(Location labeling records)
+--

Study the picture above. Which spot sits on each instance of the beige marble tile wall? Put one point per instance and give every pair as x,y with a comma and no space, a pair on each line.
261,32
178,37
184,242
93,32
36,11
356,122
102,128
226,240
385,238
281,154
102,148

+--

Present every line of the records above as a Markdown table with two columns, No. and Entry. Number the rows in sequence and omit any blank lines.

**Exercise response:**
| No. | Entry |
|---|---|
| 1 | Study the picture above. Which spot sits on each instance of the beige marble tile wall? Put one point per instance and give every pair as x,y with a comma and no space, a pair on each line. |
| 2 | 261,32 |
| 3 | 178,37 |
| 4 | 184,242 |
| 5 | 93,32 |
| 6 | 36,11 |
| 7 | 356,122 |
| 8 | 102,128 |
| 9 | 226,240 |
| 10 | 385,238 |
| 11 | 281,154 |
| 12 | 102,148 |